[Data entries]
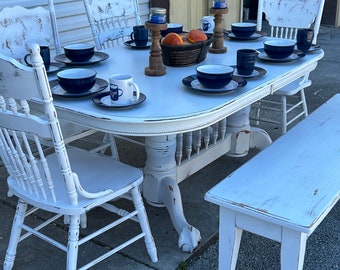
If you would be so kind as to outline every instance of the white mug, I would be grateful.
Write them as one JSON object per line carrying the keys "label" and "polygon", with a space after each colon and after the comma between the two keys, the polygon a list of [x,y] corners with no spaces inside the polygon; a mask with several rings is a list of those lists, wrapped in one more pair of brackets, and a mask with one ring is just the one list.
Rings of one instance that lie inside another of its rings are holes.
{"label": "white mug", "polygon": [[200,20],[200,28],[207,34],[212,34],[215,28],[214,16],[203,16]]}
{"label": "white mug", "polygon": [[140,91],[133,78],[128,74],[114,74],[110,76],[110,97],[111,102],[119,105],[136,103]]}

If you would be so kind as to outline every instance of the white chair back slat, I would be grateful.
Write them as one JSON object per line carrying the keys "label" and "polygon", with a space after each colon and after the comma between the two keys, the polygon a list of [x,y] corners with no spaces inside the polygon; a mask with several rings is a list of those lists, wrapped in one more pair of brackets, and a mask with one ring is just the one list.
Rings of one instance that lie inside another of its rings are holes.
{"label": "white chair back slat", "polygon": [[53,32],[54,47],[55,47],[56,54],[58,55],[62,53],[62,49],[60,45],[59,30],[58,30],[58,25],[57,25],[57,16],[55,13],[53,0],[48,0],[48,8],[49,8],[50,16],[51,16],[51,26],[52,26],[52,32]]}
{"label": "white chair back slat", "polygon": [[[20,187],[41,200],[57,200],[50,168],[40,138],[54,142],[54,149],[59,157],[61,174],[65,181],[65,192],[73,204],[77,204],[77,192],[73,181],[73,173],[63,142],[56,111],[52,103],[52,95],[48,78],[35,44],[31,54],[34,68],[27,68],[14,59],[0,55],[3,67],[0,80],[2,104],[0,125],[2,127],[1,143],[8,171],[13,177],[20,179]],[[24,91],[21,86],[28,85]],[[34,87],[36,86],[36,87]],[[45,107],[45,116],[31,115],[27,99],[41,100]],[[35,138],[34,142],[27,138]],[[66,196],[66,197],[67,197]]]}
{"label": "white chair back slat", "polygon": [[5,7],[0,11],[0,52],[18,60],[28,54],[29,45],[38,43],[61,53],[53,0],[49,10],[22,6]]}
{"label": "white chair back slat", "polygon": [[98,50],[124,41],[141,24],[137,0],[84,0],[84,5]]}
{"label": "white chair back slat", "polygon": [[314,29],[313,44],[317,42],[325,0],[259,0],[257,30],[262,29],[262,14],[271,26],[271,36],[296,39],[298,28]]}

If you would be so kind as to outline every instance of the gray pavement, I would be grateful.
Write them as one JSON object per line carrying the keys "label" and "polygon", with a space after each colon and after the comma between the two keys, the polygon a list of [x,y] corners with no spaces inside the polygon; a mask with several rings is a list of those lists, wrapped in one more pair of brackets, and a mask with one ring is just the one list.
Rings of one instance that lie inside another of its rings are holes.
{"label": "gray pavement", "polygon": [[[334,94],[340,92],[340,28],[322,26],[318,44],[325,51],[325,57],[311,73],[313,84],[306,89],[309,110],[313,111]],[[261,126],[275,140],[278,128],[273,125]],[[121,159],[132,165],[143,167],[145,153],[141,147],[119,142]],[[159,262],[151,263],[146,254],[144,242],[138,241],[119,254],[110,257],[93,269],[126,269],[126,270],[175,270],[175,269],[218,269],[218,208],[204,201],[204,193],[217,182],[249,160],[256,152],[251,151],[247,157],[232,159],[223,156],[206,166],[199,172],[180,183],[184,213],[193,226],[201,231],[202,242],[192,253],[179,251],[178,235],[174,230],[170,217],[164,208],[146,205],[158,248]],[[136,158],[138,157],[138,158]],[[7,173],[0,166],[0,267],[5,256],[11,223],[16,207],[16,199],[6,195]],[[37,213],[29,222],[35,223],[46,218],[46,213]],[[89,222],[100,223],[108,220],[104,210],[90,214]],[[91,224],[90,224],[91,225]],[[94,225],[94,224],[92,224]],[[129,230],[121,228],[116,234],[108,234],[80,248],[80,264],[93,254],[109,249],[111,243],[130,231],[137,225],[131,223]],[[65,227],[61,221],[49,226],[56,237],[66,236]],[[84,231],[86,233],[86,231]],[[242,238],[237,269],[279,269],[278,243],[245,232]],[[54,247],[36,239],[29,238],[19,244],[18,255],[14,269],[64,269],[65,254]],[[338,203],[326,219],[307,241],[305,256],[306,270],[340,269],[340,204]]]}

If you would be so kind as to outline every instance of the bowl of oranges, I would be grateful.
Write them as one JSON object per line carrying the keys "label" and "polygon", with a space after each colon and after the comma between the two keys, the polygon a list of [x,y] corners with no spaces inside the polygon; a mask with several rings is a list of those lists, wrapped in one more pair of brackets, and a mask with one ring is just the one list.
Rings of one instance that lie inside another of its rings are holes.
{"label": "bowl of oranges", "polygon": [[162,58],[166,66],[184,67],[201,63],[207,56],[213,36],[199,29],[168,33],[161,39]]}

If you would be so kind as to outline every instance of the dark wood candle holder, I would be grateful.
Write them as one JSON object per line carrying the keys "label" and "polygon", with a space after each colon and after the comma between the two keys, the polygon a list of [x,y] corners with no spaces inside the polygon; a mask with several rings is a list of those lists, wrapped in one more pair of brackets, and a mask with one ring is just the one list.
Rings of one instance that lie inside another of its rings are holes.
{"label": "dark wood candle holder", "polygon": [[145,22],[145,27],[150,29],[152,37],[149,66],[145,68],[145,75],[162,76],[166,74],[166,68],[163,65],[162,48],[160,45],[161,30],[168,29],[168,25],[166,23]]}
{"label": "dark wood candle holder", "polygon": [[223,37],[223,15],[228,13],[228,8],[210,8],[210,14],[214,14],[214,40],[209,48],[210,53],[225,53],[227,47],[224,46]]}

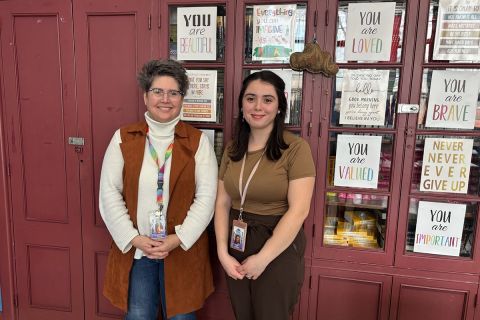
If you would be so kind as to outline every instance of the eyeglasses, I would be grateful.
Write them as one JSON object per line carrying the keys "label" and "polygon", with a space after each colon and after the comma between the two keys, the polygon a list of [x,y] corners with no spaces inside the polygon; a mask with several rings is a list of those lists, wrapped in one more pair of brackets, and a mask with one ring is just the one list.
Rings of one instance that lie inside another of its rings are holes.
{"label": "eyeglasses", "polygon": [[163,98],[165,95],[169,99],[178,99],[183,96],[183,92],[179,90],[163,90],[161,88],[151,88],[148,90],[149,92],[152,92],[153,95],[157,98]]}

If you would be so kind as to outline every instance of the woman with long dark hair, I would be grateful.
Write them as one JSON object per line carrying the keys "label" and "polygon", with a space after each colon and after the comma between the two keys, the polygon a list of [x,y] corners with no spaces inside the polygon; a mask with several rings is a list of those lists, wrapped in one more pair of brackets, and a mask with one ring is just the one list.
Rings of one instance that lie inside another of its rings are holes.
{"label": "woman with long dark hair", "polygon": [[[217,253],[239,320],[288,319],[303,283],[302,224],[315,166],[308,143],[284,130],[284,90],[271,71],[245,78],[236,135],[219,170]],[[238,230],[242,246],[235,245]]]}

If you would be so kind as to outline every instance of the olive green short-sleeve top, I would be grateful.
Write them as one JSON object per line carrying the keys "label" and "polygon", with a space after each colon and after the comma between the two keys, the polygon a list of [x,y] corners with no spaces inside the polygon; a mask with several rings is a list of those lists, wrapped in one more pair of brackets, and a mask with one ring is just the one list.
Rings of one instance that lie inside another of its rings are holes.
{"label": "olive green short-sleeve top", "polygon": [[[247,152],[242,190],[258,159],[262,159],[248,186],[243,205],[246,212],[283,215],[288,210],[289,181],[315,176],[315,164],[308,143],[288,131],[285,131],[284,139],[288,148],[282,151],[277,161],[271,161],[265,155],[262,157],[263,149]],[[218,176],[232,199],[232,207],[237,210],[240,209],[238,183],[241,168],[242,160],[232,161],[228,156],[228,147],[225,148]]]}

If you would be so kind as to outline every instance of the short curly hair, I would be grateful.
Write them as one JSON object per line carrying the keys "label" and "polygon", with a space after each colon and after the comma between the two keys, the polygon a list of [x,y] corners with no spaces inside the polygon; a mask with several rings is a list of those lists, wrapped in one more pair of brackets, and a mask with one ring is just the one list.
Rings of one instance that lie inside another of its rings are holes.
{"label": "short curly hair", "polygon": [[137,75],[138,85],[147,92],[156,77],[168,76],[174,78],[182,95],[188,90],[188,75],[185,68],[174,60],[150,60],[145,63]]}

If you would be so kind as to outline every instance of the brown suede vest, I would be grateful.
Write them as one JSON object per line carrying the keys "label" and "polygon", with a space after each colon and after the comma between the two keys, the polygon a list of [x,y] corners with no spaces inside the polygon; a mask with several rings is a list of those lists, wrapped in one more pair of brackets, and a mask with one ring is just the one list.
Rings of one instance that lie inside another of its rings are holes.
{"label": "brown suede vest", "polygon": [[[120,148],[124,159],[123,198],[135,227],[146,129],[146,122],[120,129]],[[195,197],[195,153],[200,136],[200,130],[182,121],[175,127],[167,218],[169,234],[175,233],[175,226],[182,224]],[[103,294],[113,305],[124,311],[127,311],[128,307],[129,276],[134,253],[135,248],[132,248],[122,254],[115,243],[112,243],[108,255]],[[208,237],[207,233],[203,232],[188,251],[178,247],[165,259],[167,317],[200,309],[212,292]]]}

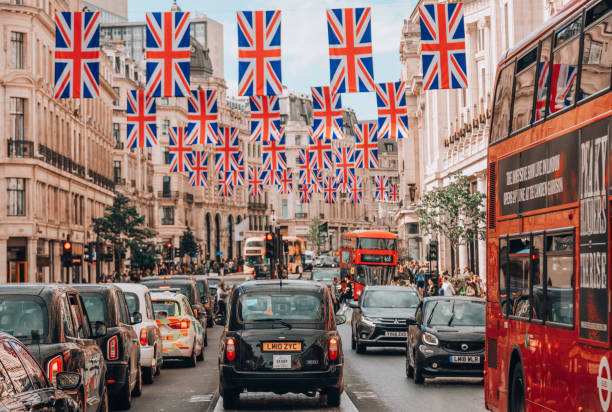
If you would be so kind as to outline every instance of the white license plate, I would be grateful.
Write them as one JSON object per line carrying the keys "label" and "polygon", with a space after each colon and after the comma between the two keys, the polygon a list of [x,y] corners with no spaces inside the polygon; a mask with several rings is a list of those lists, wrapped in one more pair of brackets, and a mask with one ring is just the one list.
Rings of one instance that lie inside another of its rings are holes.
{"label": "white license plate", "polygon": [[480,363],[480,356],[451,356],[451,363]]}
{"label": "white license plate", "polygon": [[385,332],[385,336],[389,338],[407,338],[408,332]]}
{"label": "white license plate", "polygon": [[272,368],[291,369],[291,355],[273,355]]}

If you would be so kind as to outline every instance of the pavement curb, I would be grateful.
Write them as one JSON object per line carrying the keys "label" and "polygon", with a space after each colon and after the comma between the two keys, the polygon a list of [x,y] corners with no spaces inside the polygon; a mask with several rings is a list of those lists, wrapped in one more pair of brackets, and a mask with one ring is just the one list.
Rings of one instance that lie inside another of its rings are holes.
{"label": "pavement curb", "polygon": [[213,412],[215,410],[217,407],[217,402],[219,402],[219,396],[219,391],[215,391],[210,403],[208,404],[208,408],[206,408],[206,412]]}

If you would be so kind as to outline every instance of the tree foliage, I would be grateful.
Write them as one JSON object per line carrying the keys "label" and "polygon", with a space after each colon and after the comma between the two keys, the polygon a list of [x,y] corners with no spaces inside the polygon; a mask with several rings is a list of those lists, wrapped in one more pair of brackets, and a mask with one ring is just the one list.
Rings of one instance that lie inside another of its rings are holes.
{"label": "tree foliage", "polygon": [[193,236],[193,232],[187,226],[187,230],[183,232],[183,236],[181,236],[181,252],[186,254],[187,256],[193,256],[198,253],[198,244],[195,241],[195,237]]}
{"label": "tree foliage", "polygon": [[310,224],[310,242],[314,247],[317,248],[317,252],[323,246],[323,237],[321,236],[321,230],[319,226],[321,225],[321,221],[319,216],[315,216],[312,219],[312,223]]}
{"label": "tree foliage", "polygon": [[113,204],[105,209],[103,217],[92,219],[93,231],[113,248],[115,271],[121,270],[128,248],[133,254],[136,251],[136,255],[153,251],[154,256],[155,247],[148,241],[155,232],[145,227],[144,222],[145,217],[121,193],[115,193]]}
{"label": "tree foliage", "polygon": [[447,238],[457,256],[458,245],[485,238],[485,197],[484,193],[470,190],[470,182],[461,172],[454,173],[448,185],[421,197],[416,213],[423,233]]}

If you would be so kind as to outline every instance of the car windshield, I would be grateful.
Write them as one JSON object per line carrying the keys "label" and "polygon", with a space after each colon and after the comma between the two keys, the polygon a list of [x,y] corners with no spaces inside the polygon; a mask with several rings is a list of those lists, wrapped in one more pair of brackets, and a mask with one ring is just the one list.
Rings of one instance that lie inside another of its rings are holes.
{"label": "car windshield", "polygon": [[265,245],[263,240],[251,240],[246,243],[245,247],[264,247]]}
{"label": "car windshield", "polygon": [[21,340],[47,336],[47,308],[35,296],[0,297],[0,331]]}
{"label": "car windshield", "polygon": [[265,320],[319,322],[323,317],[321,296],[312,293],[251,292],[238,300],[238,320],[244,323]]}
{"label": "car windshield", "polygon": [[312,280],[317,282],[333,282],[334,278],[340,279],[339,270],[313,270],[311,274]]}
{"label": "car windshield", "polygon": [[396,250],[397,241],[395,239],[375,239],[375,238],[357,238],[357,249],[375,249],[375,250]]}
{"label": "car windshield", "polygon": [[178,289],[179,293],[187,296],[187,299],[191,302],[191,286],[185,284],[172,284],[168,282],[145,282],[144,285],[148,286],[149,289],[168,290]]}
{"label": "car windshield", "polygon": [[139,312],[140,302],[138,300],[138,295],[133,292],[124,292],[124,295],[130,313]]}
{"label": "car windshield", "polygon": [[246,261],[254,265],[261,265],[263,263],[261,256],[247,256]]}
{"label": "car windshield", "polygon": [[[181,309],[178,302],[174,300],[157,300],[153,299],[153,311],[155,319],[161,319],[168,316],[178,316],[181,314]],[[164,314],[163,312],[166,312]]]}
{"label": "car windshield", "polygon": [[[87,316],[89,321],[104,322],[107,323],[106,305],[104,304],[104,298],[100,295],[89,295],[82,293],[83,302],[85,303],[85,309],[87,310]],[[127,296],[126,296],[127,297]]]}
{"label": "car windshield", "polygon": [[363,295],[364,308],[416,308],[419,306],[419,295],[410,289],[402,290],[368,290]]}
{"label": "car windshield", "polygon": [[196,281],[198,285],[198,290],[200,291],[200,295],[204,296],[206,294],[206,288],[204,287],[204,281]]}
{"label": "car windshield", "polygon": [[478,301],[434,300],[425,306],[428,326],[484,326],[485,305]]}

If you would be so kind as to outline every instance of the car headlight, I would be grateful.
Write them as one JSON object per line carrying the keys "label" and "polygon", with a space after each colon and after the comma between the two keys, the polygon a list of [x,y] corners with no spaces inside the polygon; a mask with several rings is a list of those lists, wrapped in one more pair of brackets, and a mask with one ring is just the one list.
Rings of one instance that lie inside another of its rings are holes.
{"label": "car headlight", "polygon": [[423,334],[423,343],[426,343],[430,346],[438,346],[440,341],[438,341],[438,338],[436,337],[436,335],[433,335],[429,332],[425,332]]}
{"label": "car headlight", "polygon": [[378,321],[378,318],[369,318],[367,316],[363,316],[361,318],[361,321],[363,323],[365,323],[366,325],[368,325],[368,326],[374,327],[374,326],[376,326],[376,322]]}

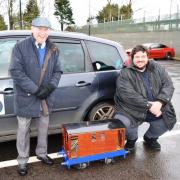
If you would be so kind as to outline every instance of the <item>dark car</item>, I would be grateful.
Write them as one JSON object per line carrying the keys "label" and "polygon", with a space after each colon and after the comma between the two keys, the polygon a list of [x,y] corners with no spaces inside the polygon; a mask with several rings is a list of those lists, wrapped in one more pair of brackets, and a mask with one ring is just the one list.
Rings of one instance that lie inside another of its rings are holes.
{"label": "dark car", "polygon": [[[30,31],[0,32],[0,141],[15,139],[17,120],[13,110],[13,82],[8,73],[11,51]],[[49,133],[62,123],[112,117],[115,81],[127,54],[116,42],[79,33],[51,32],[60,50],[63,70],[55,91]],[[36,135],[32,121],[31,135]]]}
{"label": "dark car", "polygon": [[[148,50],[150,59],[173,59],[175,57],[175,50],[160,43],[145,43],[143,44]],[[132,49],[126,49],[126,53],[130,56]]]}

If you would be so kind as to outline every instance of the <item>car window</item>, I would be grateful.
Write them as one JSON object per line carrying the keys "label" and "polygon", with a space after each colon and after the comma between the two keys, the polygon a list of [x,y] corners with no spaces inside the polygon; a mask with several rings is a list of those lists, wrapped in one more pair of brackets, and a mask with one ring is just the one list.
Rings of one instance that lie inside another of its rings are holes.
{"label": "car window", "polygon": [[86,44],[95,70],[122,68],[122,59],[116,47],[92,41],[86,41]]}
{"label": "car window", "polygon": [[159,46],[160,46],[160,48],[167,48],[167,46],[164,44],[160,44]]}
{"label": "car window", "polygon": [[9,77],[8,68],[11,52],[16,42],[16,40],[0,40],[0,78]]}
{"label": "car window", "polygon": [[85,71],[84,51],[80,43],[56,42],[59,50],[63,73],[79,73]]}
{"label": "car window", "polygon": [[151,49],[157,49],[157,48],[160,48],[160,45],[159,44],[152,44],[150,47],[151,47]]}

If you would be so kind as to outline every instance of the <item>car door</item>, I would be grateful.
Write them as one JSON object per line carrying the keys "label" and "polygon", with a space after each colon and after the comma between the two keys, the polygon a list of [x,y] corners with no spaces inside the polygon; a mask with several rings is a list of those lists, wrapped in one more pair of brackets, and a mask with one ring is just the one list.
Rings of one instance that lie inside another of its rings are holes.
{"label": "car door", "polygon": [[12,48],[16,42],[17,38],[0,38],[0,137],[3,135],[7,139],[17,129],[13,108],[13,81],[8,73]]}
{"label": "car door", "polygon": [[116,79],[127,54],[121,47],[104,42],[86,41],[86,45],[99,81],[101,99],[93,108],[96,114],[90,113],[90,119],[112,118]]}
{"label": "car door", "polygon": [[160,44],[152,44],[150,46],[150,57],[151,58],[162,58],[163,52]]}
{"label": "car door", "polygon": [[90,70],[87,50],[80,40],[53,40],[60,51],[59,60],[63,74],[56,89],[54,113],[51,128],[62,122],[83,120],[83,115],[90,104],[97,98],[98,81]]}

* [What this task involves] When a line above includes the word "item", please list that line.

* [Answer section]
If you would be so kind as to outline every instance of the <item>dark car</item>, I would be grateful.
If you would be so kind as to outline every instance of the <item>car window</item>, I would be grateful.
If you would be so kind as to outline every instance of the <item>car door</item>, I would be grateful.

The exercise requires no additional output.